Problem description: Throughout the records below, find each line holding "order" and copy it.

+++ Material for this exercise

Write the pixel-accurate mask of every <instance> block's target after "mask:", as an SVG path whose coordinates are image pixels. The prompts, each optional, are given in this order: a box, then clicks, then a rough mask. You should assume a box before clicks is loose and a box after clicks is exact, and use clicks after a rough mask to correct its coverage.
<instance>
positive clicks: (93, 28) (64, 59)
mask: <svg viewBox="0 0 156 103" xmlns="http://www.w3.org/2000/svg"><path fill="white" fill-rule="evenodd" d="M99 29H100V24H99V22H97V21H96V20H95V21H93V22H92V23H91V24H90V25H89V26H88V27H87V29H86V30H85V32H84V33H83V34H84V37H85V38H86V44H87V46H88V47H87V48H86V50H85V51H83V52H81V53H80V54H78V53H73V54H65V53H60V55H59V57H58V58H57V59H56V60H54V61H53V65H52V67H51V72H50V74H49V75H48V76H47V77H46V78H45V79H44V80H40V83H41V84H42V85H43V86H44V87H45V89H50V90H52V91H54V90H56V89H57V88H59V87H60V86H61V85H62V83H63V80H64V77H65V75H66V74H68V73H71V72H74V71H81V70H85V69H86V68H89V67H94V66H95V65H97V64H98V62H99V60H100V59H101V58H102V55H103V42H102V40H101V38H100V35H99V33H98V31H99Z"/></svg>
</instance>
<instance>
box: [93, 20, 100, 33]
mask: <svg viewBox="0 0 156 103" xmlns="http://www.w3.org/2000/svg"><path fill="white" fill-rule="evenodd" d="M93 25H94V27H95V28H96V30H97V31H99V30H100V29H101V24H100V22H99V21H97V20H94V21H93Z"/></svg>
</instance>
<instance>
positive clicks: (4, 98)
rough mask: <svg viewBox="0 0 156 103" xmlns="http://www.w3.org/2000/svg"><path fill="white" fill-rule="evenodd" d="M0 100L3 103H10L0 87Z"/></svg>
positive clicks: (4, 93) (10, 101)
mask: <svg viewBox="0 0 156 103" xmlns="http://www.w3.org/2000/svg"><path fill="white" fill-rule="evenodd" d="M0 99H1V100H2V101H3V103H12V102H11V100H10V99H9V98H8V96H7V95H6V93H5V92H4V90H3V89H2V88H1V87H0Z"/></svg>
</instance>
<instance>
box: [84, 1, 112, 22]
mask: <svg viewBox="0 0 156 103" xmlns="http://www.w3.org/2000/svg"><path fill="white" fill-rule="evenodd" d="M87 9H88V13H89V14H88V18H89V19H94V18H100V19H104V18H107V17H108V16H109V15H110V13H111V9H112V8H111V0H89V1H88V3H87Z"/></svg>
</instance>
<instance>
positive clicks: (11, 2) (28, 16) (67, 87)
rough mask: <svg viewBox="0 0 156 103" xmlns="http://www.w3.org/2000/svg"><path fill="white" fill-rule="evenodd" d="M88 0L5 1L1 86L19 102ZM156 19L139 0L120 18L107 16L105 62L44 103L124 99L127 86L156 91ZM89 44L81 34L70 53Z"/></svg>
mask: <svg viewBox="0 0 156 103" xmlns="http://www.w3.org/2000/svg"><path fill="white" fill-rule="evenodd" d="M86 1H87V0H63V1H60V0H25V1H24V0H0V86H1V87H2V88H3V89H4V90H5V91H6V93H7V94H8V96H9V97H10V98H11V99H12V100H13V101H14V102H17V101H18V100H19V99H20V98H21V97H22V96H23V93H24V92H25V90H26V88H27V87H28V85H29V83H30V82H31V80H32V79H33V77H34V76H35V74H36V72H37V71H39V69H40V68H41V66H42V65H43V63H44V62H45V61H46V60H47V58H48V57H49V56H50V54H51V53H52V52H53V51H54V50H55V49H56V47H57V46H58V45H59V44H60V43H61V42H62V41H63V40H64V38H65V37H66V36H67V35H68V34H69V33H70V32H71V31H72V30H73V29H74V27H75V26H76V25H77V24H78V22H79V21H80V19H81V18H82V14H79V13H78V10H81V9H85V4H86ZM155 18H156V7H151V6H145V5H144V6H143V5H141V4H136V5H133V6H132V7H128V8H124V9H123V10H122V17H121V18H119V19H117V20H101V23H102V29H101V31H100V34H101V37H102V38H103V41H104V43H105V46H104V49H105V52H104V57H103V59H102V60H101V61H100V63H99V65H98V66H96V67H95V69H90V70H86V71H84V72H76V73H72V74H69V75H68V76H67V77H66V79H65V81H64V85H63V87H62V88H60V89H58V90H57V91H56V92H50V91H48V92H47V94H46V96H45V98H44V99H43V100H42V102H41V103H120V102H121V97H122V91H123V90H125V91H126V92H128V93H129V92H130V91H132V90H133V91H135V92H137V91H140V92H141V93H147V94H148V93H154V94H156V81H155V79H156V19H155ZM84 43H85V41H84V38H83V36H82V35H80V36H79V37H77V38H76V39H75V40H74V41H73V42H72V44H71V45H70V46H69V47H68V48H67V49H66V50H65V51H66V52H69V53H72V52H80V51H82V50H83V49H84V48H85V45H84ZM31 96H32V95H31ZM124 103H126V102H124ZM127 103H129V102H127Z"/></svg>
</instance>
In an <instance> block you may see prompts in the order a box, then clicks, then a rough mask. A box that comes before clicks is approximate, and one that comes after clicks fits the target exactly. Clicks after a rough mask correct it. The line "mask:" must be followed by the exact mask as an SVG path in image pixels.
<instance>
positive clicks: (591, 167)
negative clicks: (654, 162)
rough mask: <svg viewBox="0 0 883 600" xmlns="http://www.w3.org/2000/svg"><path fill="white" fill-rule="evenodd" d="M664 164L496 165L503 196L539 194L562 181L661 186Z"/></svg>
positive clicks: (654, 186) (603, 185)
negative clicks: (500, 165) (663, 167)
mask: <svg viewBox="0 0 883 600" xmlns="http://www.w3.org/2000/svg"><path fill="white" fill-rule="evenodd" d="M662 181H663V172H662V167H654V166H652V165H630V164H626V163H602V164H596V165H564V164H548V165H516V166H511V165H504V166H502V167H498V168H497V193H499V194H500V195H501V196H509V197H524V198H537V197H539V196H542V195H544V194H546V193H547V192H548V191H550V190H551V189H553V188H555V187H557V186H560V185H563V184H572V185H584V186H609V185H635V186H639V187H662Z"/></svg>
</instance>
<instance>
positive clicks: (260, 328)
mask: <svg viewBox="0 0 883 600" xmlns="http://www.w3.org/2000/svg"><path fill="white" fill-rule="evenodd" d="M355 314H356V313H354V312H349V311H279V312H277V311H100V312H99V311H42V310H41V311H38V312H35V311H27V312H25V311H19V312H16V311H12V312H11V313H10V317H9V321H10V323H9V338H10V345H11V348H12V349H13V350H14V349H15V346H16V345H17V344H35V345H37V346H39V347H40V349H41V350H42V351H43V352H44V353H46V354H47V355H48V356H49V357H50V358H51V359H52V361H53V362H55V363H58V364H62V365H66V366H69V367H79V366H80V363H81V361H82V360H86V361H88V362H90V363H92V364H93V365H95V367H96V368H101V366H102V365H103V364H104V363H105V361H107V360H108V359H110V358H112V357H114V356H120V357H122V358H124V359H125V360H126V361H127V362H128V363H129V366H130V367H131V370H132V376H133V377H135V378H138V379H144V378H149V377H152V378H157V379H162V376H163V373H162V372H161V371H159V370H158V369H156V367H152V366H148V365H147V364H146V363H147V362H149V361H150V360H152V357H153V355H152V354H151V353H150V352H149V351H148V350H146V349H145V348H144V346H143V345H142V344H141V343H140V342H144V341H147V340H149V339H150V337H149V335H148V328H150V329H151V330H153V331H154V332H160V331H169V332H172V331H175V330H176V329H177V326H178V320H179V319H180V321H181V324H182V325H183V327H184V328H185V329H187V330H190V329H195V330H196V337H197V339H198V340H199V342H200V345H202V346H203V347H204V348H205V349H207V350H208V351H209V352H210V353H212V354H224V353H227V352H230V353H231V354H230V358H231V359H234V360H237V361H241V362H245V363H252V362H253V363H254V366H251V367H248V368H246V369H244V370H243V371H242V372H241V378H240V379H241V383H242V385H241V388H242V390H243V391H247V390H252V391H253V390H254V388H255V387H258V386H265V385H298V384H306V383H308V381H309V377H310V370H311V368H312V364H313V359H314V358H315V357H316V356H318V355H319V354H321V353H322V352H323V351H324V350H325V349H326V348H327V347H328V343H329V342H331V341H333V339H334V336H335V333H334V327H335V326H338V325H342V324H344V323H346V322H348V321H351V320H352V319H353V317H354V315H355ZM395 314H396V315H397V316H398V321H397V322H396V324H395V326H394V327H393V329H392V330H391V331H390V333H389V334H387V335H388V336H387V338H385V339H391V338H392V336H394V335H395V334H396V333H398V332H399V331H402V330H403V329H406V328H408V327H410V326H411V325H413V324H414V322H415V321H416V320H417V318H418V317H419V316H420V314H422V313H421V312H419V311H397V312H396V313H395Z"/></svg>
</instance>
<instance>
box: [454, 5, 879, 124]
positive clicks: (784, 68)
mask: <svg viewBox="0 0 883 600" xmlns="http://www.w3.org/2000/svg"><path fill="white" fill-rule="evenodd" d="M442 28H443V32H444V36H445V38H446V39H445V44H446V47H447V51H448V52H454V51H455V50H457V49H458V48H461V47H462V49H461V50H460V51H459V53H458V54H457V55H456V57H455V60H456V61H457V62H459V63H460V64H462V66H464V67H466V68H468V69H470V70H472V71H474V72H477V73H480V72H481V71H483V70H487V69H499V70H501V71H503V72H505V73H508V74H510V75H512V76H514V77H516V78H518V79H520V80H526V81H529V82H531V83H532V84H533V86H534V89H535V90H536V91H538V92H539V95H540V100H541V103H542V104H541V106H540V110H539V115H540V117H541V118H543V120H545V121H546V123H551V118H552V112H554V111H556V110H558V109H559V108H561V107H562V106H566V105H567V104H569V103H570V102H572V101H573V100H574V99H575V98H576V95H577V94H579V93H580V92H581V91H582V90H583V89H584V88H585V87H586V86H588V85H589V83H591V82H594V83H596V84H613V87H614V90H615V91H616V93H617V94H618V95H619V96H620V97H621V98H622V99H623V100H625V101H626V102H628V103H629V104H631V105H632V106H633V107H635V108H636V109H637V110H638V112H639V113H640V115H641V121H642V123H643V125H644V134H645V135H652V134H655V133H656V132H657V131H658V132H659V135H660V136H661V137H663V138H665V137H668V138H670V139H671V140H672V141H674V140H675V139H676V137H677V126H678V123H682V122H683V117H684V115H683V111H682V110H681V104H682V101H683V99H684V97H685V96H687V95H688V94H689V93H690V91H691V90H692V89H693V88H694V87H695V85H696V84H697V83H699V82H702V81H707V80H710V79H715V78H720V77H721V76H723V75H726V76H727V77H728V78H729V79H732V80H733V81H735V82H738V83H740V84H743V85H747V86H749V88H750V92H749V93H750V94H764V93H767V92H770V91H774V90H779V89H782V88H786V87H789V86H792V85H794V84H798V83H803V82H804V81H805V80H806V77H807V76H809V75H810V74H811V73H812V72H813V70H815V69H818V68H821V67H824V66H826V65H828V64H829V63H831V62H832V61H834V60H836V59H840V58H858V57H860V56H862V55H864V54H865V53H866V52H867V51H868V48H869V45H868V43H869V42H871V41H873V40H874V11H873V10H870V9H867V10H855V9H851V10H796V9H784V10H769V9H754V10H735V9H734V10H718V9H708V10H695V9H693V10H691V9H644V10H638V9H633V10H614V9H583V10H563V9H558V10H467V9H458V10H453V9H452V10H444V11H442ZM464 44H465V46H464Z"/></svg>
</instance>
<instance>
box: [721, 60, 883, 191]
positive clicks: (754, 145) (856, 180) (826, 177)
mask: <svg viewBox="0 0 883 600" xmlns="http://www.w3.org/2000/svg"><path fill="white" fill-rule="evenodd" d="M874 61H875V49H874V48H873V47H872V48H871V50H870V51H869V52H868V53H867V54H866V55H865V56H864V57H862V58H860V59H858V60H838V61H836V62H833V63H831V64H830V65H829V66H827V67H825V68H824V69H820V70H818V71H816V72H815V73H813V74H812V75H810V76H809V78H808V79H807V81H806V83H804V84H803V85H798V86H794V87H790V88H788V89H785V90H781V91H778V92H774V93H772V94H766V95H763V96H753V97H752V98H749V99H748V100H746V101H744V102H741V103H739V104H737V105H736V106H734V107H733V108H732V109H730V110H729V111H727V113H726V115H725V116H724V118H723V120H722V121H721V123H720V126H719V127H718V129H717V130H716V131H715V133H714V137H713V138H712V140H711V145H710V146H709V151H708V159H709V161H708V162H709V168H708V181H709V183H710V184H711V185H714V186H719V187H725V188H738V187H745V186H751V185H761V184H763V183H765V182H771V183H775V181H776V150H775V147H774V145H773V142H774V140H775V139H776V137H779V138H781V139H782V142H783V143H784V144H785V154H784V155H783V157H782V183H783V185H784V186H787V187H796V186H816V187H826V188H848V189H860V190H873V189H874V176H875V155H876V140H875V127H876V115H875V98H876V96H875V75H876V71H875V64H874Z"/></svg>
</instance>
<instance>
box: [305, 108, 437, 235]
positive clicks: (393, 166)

++++++

Expected answer:
Write the pixel-accurate mask of every <instance> block's target after "mask:", as an SVG path whose coordinates are image pixels. The prompts, each optional, are given in this order: a box, then clicks, then a rough mask. You should assume a box before clicks is loose and a box after clicks is exact, and use clicks after a rough mask to correct its coverage.
In an <instance> block you may see prompts in the order a box, then clicks, then a rough mask. A box that comes before clicks is approximate, and one that comes after clicks fits the target exactly. Clicks after a rough mask correct it. The line "mask:" must be followed by the exact mask as an SVG path in image pixels.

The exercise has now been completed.